## TASK TO COMPLETE
A complete and exact copy of the data below is the task.
___
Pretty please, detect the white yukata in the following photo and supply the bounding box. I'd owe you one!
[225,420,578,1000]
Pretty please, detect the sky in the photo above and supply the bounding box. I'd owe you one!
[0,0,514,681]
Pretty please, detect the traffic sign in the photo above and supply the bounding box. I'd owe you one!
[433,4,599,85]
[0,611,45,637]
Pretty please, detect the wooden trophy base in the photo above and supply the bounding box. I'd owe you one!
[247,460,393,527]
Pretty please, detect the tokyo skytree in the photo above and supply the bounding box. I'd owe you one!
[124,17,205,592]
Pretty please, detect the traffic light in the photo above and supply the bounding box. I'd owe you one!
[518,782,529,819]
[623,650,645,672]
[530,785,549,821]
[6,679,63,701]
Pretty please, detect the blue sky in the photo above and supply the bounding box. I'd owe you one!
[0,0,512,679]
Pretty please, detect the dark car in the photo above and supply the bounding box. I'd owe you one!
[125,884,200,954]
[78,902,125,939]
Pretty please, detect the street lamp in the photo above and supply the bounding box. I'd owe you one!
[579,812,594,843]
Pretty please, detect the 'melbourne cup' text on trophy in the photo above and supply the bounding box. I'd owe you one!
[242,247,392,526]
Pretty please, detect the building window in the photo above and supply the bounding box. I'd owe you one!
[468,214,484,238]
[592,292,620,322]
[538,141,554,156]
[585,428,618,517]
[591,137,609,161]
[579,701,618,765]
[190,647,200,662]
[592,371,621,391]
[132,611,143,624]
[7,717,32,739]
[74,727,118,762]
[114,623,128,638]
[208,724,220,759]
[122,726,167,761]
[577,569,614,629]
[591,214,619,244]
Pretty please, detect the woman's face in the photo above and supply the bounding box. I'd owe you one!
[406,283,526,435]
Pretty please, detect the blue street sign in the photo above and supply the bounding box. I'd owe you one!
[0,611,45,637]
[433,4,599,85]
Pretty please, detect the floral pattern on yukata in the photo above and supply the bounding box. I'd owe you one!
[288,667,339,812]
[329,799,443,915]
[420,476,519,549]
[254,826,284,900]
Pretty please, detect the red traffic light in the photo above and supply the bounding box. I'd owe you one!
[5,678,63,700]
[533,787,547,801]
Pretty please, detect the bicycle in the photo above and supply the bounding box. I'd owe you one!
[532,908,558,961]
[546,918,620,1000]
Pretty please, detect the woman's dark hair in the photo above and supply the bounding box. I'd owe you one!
___
## THE ANSWER
Pretty please, detect the white yukata in the following photo and supply the bounding box. I'd owe you one!
[225,420,578,1000]
Pretty please, detect the sky in the photo above and supply the bounding box. I'd owe you one!
[0,0,514,681]
Pretty please, detect the traffic sign in the photo above and supply the bounding box. I'd owe you one!
[433,4,599,85]
[0,611,45,637]
Pretty please, detect the wooden trophy base in the photo above and supply the bounding box. I'd owe you one!
[247,460,393,527]
Pretty please, detect the tokyo skytree in the photo above and supply the bounding box. I'd owe you one!
[124,17,205,592]
Pretty please, detect the traffic light in the photo above and supply the bounding box. I'd owe you one!
[518,782,529,819]
[623,650,645,672]
[530,785,549,821]
[6,679,63,701]
Pretty please, detect the blue sky in the photo above and supply the bounding box. I'd owe you one!
[0,0,512,679]
Pretty please, detect the dark car in the photo above and supply the bounding box. I'd owe you one!
[125,884,200,954]
[78,902,125,939]
Pretty please, detect the street lamp in the photo above and supply the bounding box. I'd owe you one!
[579,812,594,843]
Pretty please, detect the 'melbourne cup' text on trophy in the photo above and supply the bounding box. I'd owe you one!
[242,247,392,526]
Pretty please, detect the building window in the photo above and supply the bounding box. I'd owe you one!
[468,214,484,238]
[592,292,620,322]
[538,141,554,156]
[585,428,618,517]
[591,137,609,161]
[579,701,618,765]
[190,647,200,662]
[592,371,621,391]
[132,611,143,624]
[7,717,32,739]
[74,727,118,762]
[114,623,128,638]
[208,724,220,759]
[122,726,167,761]
[577,569,614,629]
[591,214,619,244]
Pretty please, detect the woman's face in the photo above and supply the bounding box. I'd owe you one!
[406,283,526,435]
Pretty please, detect the blue street sign in the photo above and supply the bounding box. I'd owe you one!
[0,611,45,637]
[433,4,599,85]
Pretty please, detect the floral pattern on yukata in the photo above and supply the bounding box. I'd owe you one!
[288,667,339,812]
[329,799,443,915]
[420,476,519,549]
[254,826,284,900]
Pretty please, detect the red traffic light in the photo above and supply the bounding box. I'd owe you one!
[5,678,63,700]
[533,787,547,801]
Pretty please, detect the bicycle in the photo above and supply the bounding box. I'd owe you one!
[532,908,558,961]
[546,918,620,1000]
Pretty please, detect the woman's dark hair in the photo above and supply the bounding box. I'd owe you one!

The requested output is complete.